▶ [RECORDS SUPPLIED]:

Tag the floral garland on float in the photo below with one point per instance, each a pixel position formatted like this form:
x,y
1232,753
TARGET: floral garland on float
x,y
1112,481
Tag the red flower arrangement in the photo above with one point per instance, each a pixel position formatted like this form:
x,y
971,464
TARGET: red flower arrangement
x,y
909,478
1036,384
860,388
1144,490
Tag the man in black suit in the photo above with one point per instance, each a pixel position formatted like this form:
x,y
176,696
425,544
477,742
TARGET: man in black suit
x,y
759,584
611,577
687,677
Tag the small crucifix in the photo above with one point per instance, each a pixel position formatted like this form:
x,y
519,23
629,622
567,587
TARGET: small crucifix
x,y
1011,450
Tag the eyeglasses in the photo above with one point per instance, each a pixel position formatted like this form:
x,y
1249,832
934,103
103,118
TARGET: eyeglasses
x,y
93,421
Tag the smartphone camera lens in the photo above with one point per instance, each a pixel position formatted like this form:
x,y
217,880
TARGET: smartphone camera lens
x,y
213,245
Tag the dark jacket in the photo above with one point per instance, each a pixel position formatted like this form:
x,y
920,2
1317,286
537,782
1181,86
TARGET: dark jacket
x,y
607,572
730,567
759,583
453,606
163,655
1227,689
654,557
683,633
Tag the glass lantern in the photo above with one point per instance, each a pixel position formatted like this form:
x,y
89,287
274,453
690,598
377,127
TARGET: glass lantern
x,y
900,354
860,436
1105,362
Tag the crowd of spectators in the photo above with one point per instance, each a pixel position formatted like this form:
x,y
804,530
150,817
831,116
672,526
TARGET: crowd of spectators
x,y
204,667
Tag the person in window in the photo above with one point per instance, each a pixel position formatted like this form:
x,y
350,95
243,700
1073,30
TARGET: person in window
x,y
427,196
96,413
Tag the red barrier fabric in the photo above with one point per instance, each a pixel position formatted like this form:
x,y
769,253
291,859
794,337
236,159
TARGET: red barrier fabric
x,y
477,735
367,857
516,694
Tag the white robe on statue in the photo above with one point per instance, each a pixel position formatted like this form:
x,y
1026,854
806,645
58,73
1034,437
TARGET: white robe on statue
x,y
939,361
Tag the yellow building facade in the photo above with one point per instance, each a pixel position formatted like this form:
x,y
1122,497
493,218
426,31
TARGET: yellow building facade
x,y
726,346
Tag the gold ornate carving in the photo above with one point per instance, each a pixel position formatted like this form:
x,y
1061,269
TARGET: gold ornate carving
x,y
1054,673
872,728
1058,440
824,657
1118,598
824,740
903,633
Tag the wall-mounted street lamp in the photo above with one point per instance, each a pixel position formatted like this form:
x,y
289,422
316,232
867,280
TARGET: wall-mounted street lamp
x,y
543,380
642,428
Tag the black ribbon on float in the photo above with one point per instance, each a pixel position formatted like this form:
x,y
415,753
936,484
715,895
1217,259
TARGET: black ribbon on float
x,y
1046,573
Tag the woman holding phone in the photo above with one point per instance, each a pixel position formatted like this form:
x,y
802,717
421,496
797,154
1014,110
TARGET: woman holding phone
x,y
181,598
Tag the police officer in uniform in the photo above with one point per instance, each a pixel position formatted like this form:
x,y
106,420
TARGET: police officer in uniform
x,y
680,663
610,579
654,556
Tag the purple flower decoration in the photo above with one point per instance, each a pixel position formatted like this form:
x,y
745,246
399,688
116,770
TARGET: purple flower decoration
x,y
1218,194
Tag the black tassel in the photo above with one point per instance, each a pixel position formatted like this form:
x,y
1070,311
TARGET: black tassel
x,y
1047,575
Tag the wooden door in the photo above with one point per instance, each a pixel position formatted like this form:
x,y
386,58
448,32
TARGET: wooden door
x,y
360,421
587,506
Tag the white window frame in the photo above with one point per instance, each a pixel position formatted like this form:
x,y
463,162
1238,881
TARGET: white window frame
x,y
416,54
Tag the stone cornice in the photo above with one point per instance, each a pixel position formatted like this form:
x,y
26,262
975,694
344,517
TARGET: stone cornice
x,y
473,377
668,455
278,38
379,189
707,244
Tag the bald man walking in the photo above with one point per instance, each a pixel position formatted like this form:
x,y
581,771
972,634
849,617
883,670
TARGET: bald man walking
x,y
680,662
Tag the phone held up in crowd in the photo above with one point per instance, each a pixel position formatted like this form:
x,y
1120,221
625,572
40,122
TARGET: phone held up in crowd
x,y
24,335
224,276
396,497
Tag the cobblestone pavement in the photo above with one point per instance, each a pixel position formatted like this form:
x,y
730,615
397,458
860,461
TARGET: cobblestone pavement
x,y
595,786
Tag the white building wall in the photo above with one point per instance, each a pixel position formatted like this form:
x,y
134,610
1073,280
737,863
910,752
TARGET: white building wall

▶ [AIM]: Could you reproduce the rows from the line containing "Tag the black tassel" through the end of the rows above, requests included, adding 88 to both the x and y value of every answer point while leaving the requests and their sample points unchanged?

▶ [ANSWER BELOW]:
Tag the black tassel in the photo above with one point per instance, each a pixel position formatted like this form:
x,y
1070,311
TARGET: black tassel
x,y
1135,663
Tag the wooden door in the photo above with one point per instance, each a pixel position formatted like this form:
x,y
386,58
448,32
TARGET: wooden door
x,y
448,509
675,594
Tag the white window frame in the photo above with one point per instance, each a pixel position formatted like this form:
x,y
463,162
1238,881
TARGET: white window frame
x,y
504,142
Tag the stone cornice in the photo above with one point per instance, each a pixel position formatted like this form:
x,y
26,262
975,694
344,517
TARGET: stone cornice
x,y
561,465
756,543
366,126
467,277
795,332
Tag the bald man walking in the photo above with one point per instance, each a pixel position formatted like this form:
x,y
581,771
972,634
849,617
883,670
TARGET: bald man walking
x,y
768,750
Tag the phone held up in crowd in the photo above with one point per instance, each a pixel position formatted like this form:
x,y
1120,221
625,572
40,122
TARGET: phone held up in crowd
x,y
112,423
312,364
484,585
Tag the cobblestone pavement in the photo above with one point per instance, each a pixel position formatted like this form:
x,y
730,615
397,458
860,461
TARGET: cobblestone pavement
x,y
683,874
Tag the white building wall in the photo above with one point per instance, each a pixel position formatted like this form:
x,y
134,610
1073,280
737,863
910,752
TARGET: white building wall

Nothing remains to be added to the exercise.